# [Text segment]

%%

In the US, for example, the Quantum Computing Cybersecurity Preparedness Act requires federal government agencies to “adopt technology that will protect against quantum computing attacks.”¹ The Australian Signals Directorate (ASD) has updated its guidelines for cryptography and information security.^2,3 And in February 2025, Europol hosted a Quantum Safe Financial Forum (QSFF) event, calling on financial institutions and policymakers to prioritize the transition to quantum-safe cryptography.⁴ Which has been followed by a European Commission transition timeline for critical infrastructure, starting in 2026 and to be completed by 2030.⁵ As quantum computing evolves, and the cyber threat increases, we can expect to see an increase in industry-specific frameworks, regulations, and best practice guidelines.

Encryption is typically implemented by internal IT teams, cloud and software providers. However, despite being totally reliant on encryption, many organizations know relatively little about how and where the data they use is encrypted. This magnifies the challenge of quantum resilience, which now calls for an understanding of both your own cryptographic implementation as well as all dependent systems.

To protect against quantum cyber risk, organizations should adopt post-quantum cryptography (PQC) algorithms, which resist the efforts of powerful quantum computers. The US National Institute of Standards and Technology (NIST) has already made such algorithms available. Transitioning to PQC is a major effort over several years, involving the entire enterprise — not just IT — preferably overseen by a cross-organizational encryption leader.

PQC algorithms would need to be implemented in various software solutions, including key libraries, digital signatures and authentication. Given the scale of the task, it’s important to broaden cyber expertise, plan budgets, and empower teams to manage this increasing risk, as part of a multi-year transition effort.

%%

[Saved entries]
%%

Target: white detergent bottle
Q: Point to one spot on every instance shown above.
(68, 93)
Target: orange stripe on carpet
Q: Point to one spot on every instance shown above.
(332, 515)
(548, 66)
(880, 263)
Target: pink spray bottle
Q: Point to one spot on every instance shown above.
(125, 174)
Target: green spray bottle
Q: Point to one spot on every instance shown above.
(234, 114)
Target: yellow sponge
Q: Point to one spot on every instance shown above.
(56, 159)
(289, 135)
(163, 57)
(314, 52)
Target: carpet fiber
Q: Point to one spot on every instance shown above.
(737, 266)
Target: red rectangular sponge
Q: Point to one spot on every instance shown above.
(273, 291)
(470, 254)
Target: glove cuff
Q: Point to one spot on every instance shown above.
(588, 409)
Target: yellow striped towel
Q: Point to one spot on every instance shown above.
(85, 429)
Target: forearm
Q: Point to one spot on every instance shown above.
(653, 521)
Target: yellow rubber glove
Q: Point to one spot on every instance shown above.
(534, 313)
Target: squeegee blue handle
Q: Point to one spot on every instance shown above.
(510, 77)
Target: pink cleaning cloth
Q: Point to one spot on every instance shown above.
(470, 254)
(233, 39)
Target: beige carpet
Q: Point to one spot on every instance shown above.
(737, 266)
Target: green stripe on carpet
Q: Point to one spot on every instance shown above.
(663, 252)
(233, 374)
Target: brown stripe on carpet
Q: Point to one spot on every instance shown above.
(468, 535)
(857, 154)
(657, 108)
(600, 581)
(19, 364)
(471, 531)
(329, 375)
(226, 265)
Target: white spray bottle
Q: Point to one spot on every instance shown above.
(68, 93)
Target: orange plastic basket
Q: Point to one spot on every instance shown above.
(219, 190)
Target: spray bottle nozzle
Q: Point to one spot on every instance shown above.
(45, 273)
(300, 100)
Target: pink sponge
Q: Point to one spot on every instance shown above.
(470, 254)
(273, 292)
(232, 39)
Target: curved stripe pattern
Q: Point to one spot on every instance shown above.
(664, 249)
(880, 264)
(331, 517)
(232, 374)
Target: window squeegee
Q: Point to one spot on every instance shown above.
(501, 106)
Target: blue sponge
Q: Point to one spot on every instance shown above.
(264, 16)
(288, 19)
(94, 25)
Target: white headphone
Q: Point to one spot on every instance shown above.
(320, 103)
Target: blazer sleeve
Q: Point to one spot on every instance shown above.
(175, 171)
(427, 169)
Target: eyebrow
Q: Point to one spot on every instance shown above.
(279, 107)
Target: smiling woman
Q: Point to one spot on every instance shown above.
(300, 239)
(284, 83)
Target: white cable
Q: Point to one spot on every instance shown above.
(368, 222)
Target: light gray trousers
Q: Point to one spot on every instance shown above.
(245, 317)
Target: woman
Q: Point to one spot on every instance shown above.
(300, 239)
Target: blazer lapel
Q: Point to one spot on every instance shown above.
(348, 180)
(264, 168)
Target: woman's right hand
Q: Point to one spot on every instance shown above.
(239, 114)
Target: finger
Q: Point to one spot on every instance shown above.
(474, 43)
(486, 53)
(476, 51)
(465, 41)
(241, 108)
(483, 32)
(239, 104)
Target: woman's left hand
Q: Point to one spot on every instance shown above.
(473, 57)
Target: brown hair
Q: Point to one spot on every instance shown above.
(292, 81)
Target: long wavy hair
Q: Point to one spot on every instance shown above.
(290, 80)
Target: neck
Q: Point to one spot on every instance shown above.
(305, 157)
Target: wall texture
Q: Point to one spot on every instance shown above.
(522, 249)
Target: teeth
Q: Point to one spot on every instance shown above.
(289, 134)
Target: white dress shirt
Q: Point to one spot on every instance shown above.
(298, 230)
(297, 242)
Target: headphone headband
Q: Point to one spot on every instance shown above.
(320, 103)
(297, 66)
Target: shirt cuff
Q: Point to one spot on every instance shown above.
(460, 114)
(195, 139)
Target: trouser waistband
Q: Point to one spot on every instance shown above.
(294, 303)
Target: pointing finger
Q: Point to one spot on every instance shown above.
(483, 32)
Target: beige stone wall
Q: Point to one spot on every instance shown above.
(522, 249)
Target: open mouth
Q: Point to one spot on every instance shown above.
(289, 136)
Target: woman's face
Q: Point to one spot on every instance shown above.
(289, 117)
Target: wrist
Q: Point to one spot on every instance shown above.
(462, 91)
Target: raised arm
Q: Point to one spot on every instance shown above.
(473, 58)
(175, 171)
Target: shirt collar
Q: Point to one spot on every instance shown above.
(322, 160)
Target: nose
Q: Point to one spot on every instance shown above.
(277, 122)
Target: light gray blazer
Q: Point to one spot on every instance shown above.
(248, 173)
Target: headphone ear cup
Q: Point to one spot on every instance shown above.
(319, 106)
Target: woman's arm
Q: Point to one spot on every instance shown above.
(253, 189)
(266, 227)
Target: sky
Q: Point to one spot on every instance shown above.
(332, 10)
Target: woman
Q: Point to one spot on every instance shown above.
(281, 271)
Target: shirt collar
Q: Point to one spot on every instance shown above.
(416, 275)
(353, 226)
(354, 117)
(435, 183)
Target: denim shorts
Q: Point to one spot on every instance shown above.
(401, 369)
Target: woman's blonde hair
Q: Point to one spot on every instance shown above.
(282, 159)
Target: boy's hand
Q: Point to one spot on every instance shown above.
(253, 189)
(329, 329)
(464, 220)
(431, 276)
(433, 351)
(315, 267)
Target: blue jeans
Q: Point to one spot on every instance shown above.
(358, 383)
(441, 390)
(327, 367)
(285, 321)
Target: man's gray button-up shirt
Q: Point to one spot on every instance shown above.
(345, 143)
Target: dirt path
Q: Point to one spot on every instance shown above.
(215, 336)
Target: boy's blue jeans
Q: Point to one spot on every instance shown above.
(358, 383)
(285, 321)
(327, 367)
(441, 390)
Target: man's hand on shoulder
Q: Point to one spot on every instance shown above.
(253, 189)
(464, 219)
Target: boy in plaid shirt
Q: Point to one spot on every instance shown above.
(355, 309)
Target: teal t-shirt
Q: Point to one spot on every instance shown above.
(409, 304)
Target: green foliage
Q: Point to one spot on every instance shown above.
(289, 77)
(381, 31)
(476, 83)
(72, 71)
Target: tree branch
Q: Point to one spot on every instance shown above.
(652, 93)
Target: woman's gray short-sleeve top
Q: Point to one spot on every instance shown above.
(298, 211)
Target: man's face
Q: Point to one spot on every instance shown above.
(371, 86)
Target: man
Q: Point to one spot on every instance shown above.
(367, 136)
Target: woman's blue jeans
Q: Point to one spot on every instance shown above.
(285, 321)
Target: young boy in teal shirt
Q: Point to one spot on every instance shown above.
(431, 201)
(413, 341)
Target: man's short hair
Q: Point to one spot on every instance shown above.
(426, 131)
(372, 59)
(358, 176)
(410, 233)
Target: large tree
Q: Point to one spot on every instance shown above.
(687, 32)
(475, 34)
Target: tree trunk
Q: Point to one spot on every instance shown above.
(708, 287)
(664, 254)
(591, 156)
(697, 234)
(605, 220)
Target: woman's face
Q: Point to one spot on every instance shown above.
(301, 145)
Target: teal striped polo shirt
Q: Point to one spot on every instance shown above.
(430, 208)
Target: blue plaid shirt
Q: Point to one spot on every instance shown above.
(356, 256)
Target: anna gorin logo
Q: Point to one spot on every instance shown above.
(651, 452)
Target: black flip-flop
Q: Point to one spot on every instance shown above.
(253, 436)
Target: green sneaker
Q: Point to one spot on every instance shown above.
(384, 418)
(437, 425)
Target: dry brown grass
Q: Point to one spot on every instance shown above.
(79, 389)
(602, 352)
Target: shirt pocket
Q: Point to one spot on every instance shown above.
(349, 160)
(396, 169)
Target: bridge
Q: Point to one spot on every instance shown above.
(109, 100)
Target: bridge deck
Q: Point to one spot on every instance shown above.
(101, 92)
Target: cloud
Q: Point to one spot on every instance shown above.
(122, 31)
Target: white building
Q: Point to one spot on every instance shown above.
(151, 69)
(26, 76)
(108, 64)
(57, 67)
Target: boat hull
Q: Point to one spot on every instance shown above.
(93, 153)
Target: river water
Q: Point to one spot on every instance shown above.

%%

# [Task set]
(A) According to the passage on quantum-safe cryptography, which software solutions would PQC algorithms need to be implemented in?
(B) Reproduce the passage on quantum-safe cryptography verbatim, from "In the US, for" up to and including "best practice guidelines.".
(C) How would you sum up the passage on quantum-safe cryptography in two sentences?

# [Responses per task]
(A) Key libraries, digital signatures, and authentication.

(B)
In the US, for example, the Quantum Computing Cybersecurity Preparedness Act requires federal government agencies to “adopt technology that will protect against quantum computing attacks.”¹ The Australian Signals Directorate (ASD) has updated its guidelines for cryptography and information security.^2,3 And in February 2025, Europol hosted a Quantum Safe Financial Forum (QSFF) event, calling on financial institutions and policymakers to prioritize the transition to quantum-safe cryptography.⁴ Which has been followed by a European Commission transition timeline for critical infrastructure, starting in 2026 and to be completed by 2030.⁵ As quantum computing evolves, and the cyber threat increases, we can expect to see an increase in industry-specific frameworks, regulations, and best practice guidelines.

(C) Governments and agencies in the US, Australia, and Europe are acting to prepare for quantum computing attacks, and more industry-specific frameworks, regulations, and guidelines are expected. Organizations should adopt the post-quantum cryptography algorithms that NIST has made available, through a multi-year, enterprise-wide transition made harder by how little many of them know about how and where their data is encrypted.